▸ **GIVEN REQUEST 1**
Reproduce word for word the entries below, from the line with "Task: annotation of the church" up to and including the last line of the entries.

▸ **EXCERPTED PASSAGE**
For decades, venture capital operated like a closed aristocracy. The same tier 1 firms controlled access, commanded the best deal flow, and dictated terms to founders desperate for legitimacy and capital. Their LP networks were fortified. Their track records were pristine. Their power was absolute.
Then the SaaS market became oversaturated. The playbook got crowded. Competition eroded margins. And everyone realized: the promised land everyone chased had evaporated.
But something more significant is happening now.
The Collapse of Legacy Power
The VCs who dominated the 2010s SaaS boom built their empires on a simple formula: access, networks, and the ability to control who played the game. If you wanted the best founders, you went to Sequoia. If you wanted tech infrastructure validation, you went to them. Tier 1 firms didn't just make investments; they gatekept entire markets.
This worked beautifully when markets moved slowly enough for incumbents to maintain their information advantage. When the barrier to entry was high. When "who you knew" mattered more than "what you understood."
AI demolished that advantage overnight.

▸ **THE INPUT**
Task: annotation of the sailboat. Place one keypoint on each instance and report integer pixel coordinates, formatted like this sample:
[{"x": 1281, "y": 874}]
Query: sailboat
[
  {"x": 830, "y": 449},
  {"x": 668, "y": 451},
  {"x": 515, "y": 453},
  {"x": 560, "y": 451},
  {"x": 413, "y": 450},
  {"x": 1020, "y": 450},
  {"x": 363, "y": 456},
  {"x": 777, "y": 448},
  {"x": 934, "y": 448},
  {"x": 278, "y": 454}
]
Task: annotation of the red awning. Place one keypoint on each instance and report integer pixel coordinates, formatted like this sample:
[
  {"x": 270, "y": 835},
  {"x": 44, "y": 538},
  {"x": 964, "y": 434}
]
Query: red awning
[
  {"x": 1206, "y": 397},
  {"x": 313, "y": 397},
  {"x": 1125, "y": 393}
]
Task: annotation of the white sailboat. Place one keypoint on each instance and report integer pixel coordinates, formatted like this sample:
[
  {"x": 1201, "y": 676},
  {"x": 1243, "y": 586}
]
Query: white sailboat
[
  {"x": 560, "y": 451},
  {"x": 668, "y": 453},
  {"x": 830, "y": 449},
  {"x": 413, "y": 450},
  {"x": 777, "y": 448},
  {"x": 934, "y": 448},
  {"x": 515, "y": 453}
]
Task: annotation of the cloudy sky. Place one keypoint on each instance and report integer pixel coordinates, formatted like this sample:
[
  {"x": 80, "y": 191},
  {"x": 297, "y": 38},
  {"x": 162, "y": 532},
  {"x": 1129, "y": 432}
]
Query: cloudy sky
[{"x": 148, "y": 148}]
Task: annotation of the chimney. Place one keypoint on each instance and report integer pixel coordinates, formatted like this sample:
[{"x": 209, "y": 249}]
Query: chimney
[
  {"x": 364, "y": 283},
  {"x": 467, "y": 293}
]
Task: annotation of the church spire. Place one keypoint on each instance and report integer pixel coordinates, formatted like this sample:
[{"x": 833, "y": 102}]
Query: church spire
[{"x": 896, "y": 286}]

▸ **GIVEN REQUEST 2**
Carry on the passage about venture capital's fading gatekeeping power, starting after its final sentence.

▸ **EXERCISE OUTPUT 1**
Task: annotation of the church spire. Place one keypoint on each instance and report integer pixel coordinates, formatted like this sample:
[{"x": 833, "y": 102}]
Query: church spire
[{"x": 896, "y": 286}]

▸ **EXERCISE OUTPUT 2**
The Clean Slate
AI isn't an evolution of SaaS. It's a categorical reset. The entire playing field has been wiped clean. The rules are being written in real time. The winners haven't been crowned yet.
And for the first time in a generation, that means power is up for grabs.
Tier 1 VCs are scrambling and it shows. They're chasing every AI deal. They're writing massive checks. They're desperate to maintain the appearance of control in a market they don't actually understand yet. They're leveraged into 2010 SaaS portfolios that are now dinosaurs, and they're trying to hedge by swimming in AI capital pools where they have no edge.
The irony is devastating: The concentration of capital and access that made them invincible in the SaaS era is now making them vulnerable in the AI era. They have too much legacy to lose and not enough understanding to gain.
Where the Real Power Is Moving
The next generation of unicorns the ones that will actually matter won't come from tier 1 VCs.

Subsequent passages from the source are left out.